* Text provided:
################

- Date: December 1, 2023
- Season: 2023
- Stadium: Williams Stadium
- Location: Lynchburg, Virginia
- MVP: Kaidon Salter, QB, Liberty
- Favorite: Liberty by 11
- Referee: Ron Hudson
- Attendance: 20,077

United States TV coverage
- Network: CBSSN
- Announcers: Rich Waltz, Aaron Taylor and Amanda Guerra

= 2023 Conference USA Football Championship Game =

The 2023 Conference USA Football Championship Game was a college football game played on December 1, 2023, at Williams Stadium in Lynchburg, Virginia. It was the 19th edition of the Conference USA Football Championship Game and determined the champion of Conference USA (CUSA) for the 2023 season. The game begun at 7:00 pm and aired on CBS Sports Network. The game featured the Liberty Flames, the team with the best conference record, against the New Mexico State Aggies, with the second best conference record. By virtue of having the best record, Liberty hosted the game.

################

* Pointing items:
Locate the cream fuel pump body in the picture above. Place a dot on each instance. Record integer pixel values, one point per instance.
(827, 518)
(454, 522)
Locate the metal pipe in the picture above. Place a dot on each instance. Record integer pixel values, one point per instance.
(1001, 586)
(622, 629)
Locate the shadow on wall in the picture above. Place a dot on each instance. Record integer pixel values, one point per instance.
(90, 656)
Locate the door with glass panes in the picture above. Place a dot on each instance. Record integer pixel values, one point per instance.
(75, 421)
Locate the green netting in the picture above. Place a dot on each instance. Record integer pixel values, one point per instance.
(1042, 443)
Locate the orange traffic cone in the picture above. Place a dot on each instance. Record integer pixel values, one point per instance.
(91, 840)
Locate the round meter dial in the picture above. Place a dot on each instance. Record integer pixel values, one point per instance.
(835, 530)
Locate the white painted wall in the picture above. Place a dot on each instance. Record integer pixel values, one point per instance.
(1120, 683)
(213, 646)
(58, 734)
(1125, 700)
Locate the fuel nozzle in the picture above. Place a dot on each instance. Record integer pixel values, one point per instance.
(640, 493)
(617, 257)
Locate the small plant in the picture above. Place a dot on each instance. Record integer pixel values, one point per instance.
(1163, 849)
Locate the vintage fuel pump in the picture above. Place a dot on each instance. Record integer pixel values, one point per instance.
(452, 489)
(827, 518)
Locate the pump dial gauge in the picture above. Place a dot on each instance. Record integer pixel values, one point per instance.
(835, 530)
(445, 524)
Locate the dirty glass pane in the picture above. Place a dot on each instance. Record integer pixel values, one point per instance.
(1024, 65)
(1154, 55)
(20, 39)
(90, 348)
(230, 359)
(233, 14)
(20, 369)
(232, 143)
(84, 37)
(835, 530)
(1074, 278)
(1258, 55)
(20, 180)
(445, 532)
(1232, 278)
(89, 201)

################

* The task: Copy the 2023 Conference USA championship article from "The 2023 Conference" up to and including "hosted the game.", replacing "CBS Sports Network" with "CBSSN". The items have nothing to do with the 2023 Conference USA championship article.

* Response:
The 2023 Conference USA Football Championship Game was a college football game played on December 1, 2023, at Williams Stadium in Lynchburg, Virginia. It was the 19th edition of the Conference USA Football Championship Game and determined the champion of Conference USA (CUSA) for the 2023 season. The game begun at 7:00 pm and aired on CBSSN. The game featured the Liberty Flames, the team with the best conference record, against the New Mexico State Aggies, with the second best conference record. By virtue of having the best record, Liberty hosted the game.